_Problem details_
Lines from the one containing "Target: ear" through the end of the data below are to be transcribed exactly; leave out all others.

_Supplied records_
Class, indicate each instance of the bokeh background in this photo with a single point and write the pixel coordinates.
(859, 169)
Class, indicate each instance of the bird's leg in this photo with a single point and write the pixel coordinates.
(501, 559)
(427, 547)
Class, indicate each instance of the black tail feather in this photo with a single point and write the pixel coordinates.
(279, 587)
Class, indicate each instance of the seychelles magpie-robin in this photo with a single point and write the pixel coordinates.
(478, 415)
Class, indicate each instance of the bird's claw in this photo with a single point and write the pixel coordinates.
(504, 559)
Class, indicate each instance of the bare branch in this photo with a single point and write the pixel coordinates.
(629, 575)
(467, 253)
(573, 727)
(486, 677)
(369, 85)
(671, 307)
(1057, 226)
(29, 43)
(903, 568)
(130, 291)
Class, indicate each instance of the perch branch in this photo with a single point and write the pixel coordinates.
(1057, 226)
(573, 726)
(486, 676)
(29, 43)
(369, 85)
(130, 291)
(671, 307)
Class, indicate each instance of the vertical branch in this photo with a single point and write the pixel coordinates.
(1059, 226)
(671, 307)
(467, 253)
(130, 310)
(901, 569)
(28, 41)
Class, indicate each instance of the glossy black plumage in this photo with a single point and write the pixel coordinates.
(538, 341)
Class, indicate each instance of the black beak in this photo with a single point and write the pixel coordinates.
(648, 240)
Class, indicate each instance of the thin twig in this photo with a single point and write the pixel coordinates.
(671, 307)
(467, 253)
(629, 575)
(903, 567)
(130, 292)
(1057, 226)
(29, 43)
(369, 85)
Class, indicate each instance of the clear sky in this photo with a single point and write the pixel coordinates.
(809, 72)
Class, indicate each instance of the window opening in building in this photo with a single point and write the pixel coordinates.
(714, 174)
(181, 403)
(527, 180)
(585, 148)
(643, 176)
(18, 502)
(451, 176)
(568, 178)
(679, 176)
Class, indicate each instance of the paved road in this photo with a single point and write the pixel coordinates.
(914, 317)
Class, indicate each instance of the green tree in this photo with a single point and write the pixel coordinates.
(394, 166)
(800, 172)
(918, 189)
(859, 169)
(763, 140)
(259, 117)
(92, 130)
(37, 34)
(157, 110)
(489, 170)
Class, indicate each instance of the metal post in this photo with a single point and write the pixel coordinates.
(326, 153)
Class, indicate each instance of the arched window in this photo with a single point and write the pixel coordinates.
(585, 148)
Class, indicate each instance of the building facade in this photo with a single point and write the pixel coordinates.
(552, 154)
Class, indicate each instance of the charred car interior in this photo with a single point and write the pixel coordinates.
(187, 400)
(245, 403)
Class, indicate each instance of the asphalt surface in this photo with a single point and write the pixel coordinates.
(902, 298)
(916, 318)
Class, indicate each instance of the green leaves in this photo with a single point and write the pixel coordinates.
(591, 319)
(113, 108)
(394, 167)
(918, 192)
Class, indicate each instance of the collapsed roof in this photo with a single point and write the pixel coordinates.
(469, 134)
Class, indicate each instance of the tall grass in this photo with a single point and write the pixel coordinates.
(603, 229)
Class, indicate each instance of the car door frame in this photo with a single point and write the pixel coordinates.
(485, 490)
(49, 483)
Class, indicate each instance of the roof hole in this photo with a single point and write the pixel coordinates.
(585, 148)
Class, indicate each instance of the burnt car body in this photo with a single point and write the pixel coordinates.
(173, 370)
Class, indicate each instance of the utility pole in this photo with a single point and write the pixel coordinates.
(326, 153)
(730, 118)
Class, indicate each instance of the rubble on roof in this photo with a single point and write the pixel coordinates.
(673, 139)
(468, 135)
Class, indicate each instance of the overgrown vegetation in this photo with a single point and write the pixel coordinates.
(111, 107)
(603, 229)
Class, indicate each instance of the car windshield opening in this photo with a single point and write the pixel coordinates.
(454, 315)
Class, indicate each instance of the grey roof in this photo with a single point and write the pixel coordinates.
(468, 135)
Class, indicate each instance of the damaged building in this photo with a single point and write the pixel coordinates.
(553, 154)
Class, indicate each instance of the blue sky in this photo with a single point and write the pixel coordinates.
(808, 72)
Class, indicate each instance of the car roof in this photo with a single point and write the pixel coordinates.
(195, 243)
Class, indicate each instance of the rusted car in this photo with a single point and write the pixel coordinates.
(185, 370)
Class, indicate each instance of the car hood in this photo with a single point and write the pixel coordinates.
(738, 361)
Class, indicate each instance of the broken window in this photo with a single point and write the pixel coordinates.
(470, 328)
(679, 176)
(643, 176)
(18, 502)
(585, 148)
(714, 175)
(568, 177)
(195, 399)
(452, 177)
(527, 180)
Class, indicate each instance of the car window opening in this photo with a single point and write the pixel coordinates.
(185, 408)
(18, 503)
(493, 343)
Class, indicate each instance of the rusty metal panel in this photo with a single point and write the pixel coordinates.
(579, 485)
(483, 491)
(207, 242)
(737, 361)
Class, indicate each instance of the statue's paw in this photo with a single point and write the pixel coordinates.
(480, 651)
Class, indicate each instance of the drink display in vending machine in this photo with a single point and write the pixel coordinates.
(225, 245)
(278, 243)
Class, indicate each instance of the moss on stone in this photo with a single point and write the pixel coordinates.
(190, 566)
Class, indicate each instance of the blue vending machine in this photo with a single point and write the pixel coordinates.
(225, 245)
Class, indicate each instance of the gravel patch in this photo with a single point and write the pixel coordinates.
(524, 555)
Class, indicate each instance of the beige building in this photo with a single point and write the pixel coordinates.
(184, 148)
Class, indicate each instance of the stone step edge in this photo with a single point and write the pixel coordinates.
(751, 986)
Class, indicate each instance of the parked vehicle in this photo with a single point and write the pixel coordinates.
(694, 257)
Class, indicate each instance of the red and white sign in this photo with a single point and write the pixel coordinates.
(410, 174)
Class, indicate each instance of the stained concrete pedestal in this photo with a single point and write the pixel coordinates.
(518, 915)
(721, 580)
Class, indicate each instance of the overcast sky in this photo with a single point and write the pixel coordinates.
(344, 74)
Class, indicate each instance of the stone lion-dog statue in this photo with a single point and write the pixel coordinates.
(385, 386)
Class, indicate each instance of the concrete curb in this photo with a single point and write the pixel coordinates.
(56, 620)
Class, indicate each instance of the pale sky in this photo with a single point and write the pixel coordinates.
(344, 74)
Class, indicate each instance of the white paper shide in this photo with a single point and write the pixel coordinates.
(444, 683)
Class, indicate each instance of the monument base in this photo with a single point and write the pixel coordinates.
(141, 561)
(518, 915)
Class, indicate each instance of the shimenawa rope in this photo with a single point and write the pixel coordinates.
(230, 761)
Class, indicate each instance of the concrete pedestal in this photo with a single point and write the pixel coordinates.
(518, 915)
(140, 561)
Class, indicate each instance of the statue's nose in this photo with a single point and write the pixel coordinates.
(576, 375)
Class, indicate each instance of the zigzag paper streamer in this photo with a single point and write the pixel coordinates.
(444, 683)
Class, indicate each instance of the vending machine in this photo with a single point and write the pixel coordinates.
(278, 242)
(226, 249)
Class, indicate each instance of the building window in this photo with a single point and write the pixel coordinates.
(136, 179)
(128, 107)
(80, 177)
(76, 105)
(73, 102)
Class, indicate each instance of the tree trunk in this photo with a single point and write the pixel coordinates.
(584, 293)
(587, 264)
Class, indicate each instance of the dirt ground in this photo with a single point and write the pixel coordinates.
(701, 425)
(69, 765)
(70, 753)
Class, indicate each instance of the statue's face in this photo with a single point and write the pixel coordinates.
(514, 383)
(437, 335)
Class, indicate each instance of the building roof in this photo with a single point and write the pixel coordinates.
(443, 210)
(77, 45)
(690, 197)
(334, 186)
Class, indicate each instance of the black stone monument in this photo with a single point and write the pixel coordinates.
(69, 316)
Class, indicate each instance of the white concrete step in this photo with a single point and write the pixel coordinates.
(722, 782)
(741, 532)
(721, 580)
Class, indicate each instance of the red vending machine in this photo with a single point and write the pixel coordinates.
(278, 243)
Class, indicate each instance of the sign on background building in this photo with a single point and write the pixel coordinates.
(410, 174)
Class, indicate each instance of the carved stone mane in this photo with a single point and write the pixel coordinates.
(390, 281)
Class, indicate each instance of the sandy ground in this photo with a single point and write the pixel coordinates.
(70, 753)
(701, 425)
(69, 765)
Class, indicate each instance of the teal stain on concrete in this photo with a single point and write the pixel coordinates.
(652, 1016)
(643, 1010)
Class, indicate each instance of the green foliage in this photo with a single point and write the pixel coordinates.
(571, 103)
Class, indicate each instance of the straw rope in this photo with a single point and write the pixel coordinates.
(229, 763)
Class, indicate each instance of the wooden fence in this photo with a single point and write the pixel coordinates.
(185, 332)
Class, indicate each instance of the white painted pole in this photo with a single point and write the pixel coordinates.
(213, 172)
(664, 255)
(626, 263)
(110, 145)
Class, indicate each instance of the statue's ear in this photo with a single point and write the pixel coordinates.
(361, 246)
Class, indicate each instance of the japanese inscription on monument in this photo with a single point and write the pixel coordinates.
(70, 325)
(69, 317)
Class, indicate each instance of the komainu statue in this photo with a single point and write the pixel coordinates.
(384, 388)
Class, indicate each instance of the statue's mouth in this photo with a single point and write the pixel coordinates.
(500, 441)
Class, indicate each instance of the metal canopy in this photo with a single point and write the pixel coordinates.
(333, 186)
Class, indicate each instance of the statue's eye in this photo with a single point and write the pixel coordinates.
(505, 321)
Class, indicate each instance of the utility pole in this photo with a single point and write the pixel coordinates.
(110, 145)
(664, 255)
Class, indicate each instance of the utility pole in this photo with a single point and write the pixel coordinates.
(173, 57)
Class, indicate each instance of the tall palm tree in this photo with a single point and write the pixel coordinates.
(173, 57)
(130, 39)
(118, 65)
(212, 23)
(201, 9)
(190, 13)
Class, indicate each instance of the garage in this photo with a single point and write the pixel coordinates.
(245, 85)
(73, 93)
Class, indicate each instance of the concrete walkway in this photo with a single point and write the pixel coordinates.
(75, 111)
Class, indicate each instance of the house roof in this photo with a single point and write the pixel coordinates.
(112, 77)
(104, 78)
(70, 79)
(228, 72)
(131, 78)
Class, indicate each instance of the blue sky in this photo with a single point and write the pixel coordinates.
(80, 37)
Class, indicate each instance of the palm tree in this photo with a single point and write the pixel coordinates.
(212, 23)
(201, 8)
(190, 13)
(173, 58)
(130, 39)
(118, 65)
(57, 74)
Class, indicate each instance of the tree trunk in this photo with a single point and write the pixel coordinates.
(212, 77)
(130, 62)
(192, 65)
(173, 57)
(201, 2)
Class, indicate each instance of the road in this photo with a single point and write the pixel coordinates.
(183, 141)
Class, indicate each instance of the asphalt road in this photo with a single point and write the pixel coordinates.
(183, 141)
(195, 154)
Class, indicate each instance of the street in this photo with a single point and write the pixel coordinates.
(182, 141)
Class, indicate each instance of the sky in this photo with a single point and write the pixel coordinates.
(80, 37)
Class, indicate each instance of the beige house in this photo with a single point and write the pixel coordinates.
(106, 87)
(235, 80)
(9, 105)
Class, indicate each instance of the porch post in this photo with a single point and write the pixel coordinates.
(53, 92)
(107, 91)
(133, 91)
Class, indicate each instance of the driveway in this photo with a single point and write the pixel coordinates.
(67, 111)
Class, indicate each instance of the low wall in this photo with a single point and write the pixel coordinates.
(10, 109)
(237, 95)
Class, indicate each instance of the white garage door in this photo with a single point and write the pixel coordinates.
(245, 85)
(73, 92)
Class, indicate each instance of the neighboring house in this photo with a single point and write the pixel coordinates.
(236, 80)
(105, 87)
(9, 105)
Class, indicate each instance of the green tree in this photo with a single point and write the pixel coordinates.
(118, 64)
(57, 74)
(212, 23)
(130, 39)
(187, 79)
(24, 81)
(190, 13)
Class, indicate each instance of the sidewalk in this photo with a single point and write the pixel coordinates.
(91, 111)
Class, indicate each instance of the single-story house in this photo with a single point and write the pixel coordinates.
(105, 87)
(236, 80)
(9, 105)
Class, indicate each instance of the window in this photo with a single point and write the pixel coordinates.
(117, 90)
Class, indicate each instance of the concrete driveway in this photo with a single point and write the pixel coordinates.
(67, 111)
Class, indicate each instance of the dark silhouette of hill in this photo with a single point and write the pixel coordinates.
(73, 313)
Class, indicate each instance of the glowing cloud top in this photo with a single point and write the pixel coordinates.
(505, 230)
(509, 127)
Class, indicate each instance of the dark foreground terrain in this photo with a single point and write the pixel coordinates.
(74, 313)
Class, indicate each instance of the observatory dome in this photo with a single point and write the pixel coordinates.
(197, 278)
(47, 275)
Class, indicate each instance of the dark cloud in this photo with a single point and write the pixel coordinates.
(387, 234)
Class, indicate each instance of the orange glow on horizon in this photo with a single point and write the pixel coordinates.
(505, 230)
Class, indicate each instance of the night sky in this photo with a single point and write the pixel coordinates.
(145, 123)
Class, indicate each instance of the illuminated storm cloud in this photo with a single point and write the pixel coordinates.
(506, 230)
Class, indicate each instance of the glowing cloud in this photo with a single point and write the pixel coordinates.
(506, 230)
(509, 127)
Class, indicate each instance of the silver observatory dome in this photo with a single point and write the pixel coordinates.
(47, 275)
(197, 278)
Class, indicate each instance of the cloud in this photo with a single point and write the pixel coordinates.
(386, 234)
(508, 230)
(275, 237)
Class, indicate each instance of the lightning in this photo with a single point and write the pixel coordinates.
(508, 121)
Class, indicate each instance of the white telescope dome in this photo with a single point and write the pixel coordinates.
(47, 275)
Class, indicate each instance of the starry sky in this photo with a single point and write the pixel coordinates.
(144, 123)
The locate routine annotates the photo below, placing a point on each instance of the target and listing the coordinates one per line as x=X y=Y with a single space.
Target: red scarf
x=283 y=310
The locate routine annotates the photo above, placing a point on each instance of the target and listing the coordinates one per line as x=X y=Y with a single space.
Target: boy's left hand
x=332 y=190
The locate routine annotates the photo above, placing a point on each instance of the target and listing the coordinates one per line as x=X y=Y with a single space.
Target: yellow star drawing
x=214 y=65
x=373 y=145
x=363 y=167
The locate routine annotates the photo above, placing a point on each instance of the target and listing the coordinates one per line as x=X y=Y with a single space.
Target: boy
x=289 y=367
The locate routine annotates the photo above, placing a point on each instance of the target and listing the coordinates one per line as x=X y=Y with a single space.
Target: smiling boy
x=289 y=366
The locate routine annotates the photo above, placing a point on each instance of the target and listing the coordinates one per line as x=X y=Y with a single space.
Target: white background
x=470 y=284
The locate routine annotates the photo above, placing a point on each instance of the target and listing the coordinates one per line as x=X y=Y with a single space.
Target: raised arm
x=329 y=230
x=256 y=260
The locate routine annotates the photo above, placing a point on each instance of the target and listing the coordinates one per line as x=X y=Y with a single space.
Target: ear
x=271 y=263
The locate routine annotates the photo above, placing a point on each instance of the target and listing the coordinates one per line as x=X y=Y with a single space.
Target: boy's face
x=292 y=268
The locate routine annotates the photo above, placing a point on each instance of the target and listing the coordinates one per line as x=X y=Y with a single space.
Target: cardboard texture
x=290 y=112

_Solution for this exercise_
Target: ear
x=271 y=263
The locate routine annotates the photo above, placing a point on each instance of the target and listing the coordinates one per line as x=X y=Y with a single space.
Target: boy's face
x=292 y=268
The locate routine annotates the photo above, placing a point on each instance of the target and listing the coordinates one per line as x=X y=Y with a single space.
Target: cardboard texture
x=290 y=112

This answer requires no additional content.